(Segmentation data)
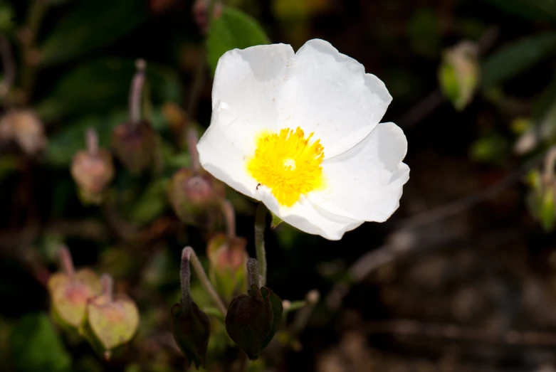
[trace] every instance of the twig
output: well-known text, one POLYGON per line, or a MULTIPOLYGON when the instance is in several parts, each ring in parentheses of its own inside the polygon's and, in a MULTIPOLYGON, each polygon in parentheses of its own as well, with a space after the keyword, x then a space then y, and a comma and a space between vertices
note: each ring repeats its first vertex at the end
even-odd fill
POLYGON ((4 67, 4 82, 0 86, 0 96, 7 95, 16 81, 16 63, 14 60, 14 54, 11 53, 11 46, 8 38, 0 33, 0 58, 2 59, 4 67))
POLYGON ((412 217, 402 220, 397 224, 403 228, 415 228, 427 225, 459 213, 480 203, 488 200, 510 187, 515 182, 519 181, 523 174, 527 173, 529 169, 535 166, 542 160, 546 152, 540 154, 491 187, 436 209, 419 213, 412 217))

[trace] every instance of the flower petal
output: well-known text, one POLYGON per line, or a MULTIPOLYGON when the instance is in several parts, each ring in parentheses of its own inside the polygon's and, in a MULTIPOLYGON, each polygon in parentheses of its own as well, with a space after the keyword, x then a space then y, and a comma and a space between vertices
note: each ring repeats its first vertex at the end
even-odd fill
POLYGON ((335 216, 302 197, 292 207, 280 207, 266 186, 261 186, 258 197, 274 214, 294 228, 308 234, 320 235, 330 240, 339 240, 344 233, 359 227, 364 221, 335 216))
POLYGON ((214 73, 213 110, 221 101, 261 130, 276 129, 291 117, 295 104, 297 87, 288 79, 293 57, 291 46, 285 44, 226 52, 214 73))
POLYGON ((257 182, 247 174, 246 153, 253 151, 254 134, 246 131, 246 123, 231 108, 219 103, 212 111, 211 125, 197 144, 199 160, 214 177, 240 193, 254 198, 257 182), (241 142, 243 141, 243 143, 241 142))
POLYGON ((295 54, 290 79, 298 85, 293 128, 315 132, 325 159, 353 147, 380 122, 392 101, 384 84, 363 65, 322 40, 295 54))
POLYGON ((322 163, 327 190, 309 199, 328 212, 356 220, 384 222, 398 208, 409 167, 404 132, 381 123, 350 150, 322 163))

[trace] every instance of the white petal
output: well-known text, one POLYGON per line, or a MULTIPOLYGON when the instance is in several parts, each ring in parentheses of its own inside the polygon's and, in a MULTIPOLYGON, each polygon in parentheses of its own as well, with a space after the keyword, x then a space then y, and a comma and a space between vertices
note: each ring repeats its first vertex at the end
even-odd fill
POLYGON ((315 132, 325 159, 363 139, 380 122, 392 101, 384 84, 364 73, 357 60, 330 43, 311 40, 295 54, 291 79, 298 85, 293 128, 315 132))
POLYGON ((344 233, 363 223, 363 221, 330 213, 303 196, 292 207, 283 208, 278 206, 276 198, 267 187, 259 187, 257 193, 258 198, 266 207, 285 222, 301 231, 320 235, 330 240, 339 240, 344 233))
POLYGON ((331 213, 356 220, 384 222, 398 208, 409 167, 404 132, 381 123, 350 150, 322 162, 327 190, 309 199, 331 213))
MULTIPOLYGON (((197 144, 199 160, 203 168, 214 177, 240 193, 252 198, 257 182, 247 173, 246 152, 251 149, 241 143, 252 142, 252 133, 231 108, 219 104, 212 111, 211 125, 197 144)), ((254 144, 251 145, 254 147, 254 144)))
POLYGON ((256 46, 234 49, 220 58, 214 73, 213 110, 220 101, 252 125, 276 129, 291 117, 297 87, 289 81, 291 46, 256 46))

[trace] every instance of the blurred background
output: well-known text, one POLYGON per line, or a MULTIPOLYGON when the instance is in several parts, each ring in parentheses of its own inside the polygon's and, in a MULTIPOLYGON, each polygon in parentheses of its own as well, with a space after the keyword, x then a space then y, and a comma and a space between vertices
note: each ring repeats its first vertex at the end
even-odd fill
MULTIPOLYGON (((268 228, 268 284, 295 306, 250 363, 211 319, 206 370, 556 371, 555 0, 0 0, 0 371, 184 370, 181 250, 212 275, 224 230, 169 186, 186 134, 209 124, 226 51, 315 38, 384 82, 411 179, 388 221, 342 240, 268 228), (90 128, 113 167, 74 157, 90 128), (110 361, 51 316, 62 245, 139 309, 110 361)), ((226 196, 254 256, 256 206, 226 196)))

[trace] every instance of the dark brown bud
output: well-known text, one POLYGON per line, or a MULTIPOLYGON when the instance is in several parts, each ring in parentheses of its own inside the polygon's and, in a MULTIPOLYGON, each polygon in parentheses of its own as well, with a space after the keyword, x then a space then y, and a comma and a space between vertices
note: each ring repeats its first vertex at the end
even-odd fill
POLYGON ((234 298, 226 316, 226 330, 251 360, 271 342, 282 322, 282 300, 272 290, 252 285, 234 298))
POLYGON ((11 110, 0 118, 0 139, 14 142, 28 155, 42 151, 47 144, 43 123, 31 110, 11 110))

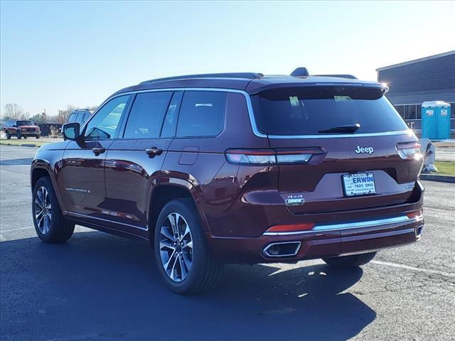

* [What needs to be done]
Copy the following lines from the data verbatim: begin at the line that contains "[trace] every instance of the white petal" and stop after the line that contains "POLYGON ((315 132, 325".

* [Exercise output]
[trace] every instance of the white petal
output: well-known text, one POLYGON per line, or a MULTIPOLYGON when the instance is in several parts, each ring in parentheses of its own inside the polygon's and, in a MULTIPOLYGON, each polygon in parentheses of its own as well, with a space after the keyword, x then a space then y, and a comma and a space between vertices
note: each ring repeats its first vertex at the end
even-odd fill
POLYGON ((315 132, 325 159, 363 139, 380 122, 392 101, 384 84, 364 73, 357 60, 330 43, 311 40, 295 54, 291 79, 298 85, 293 128, 315 132))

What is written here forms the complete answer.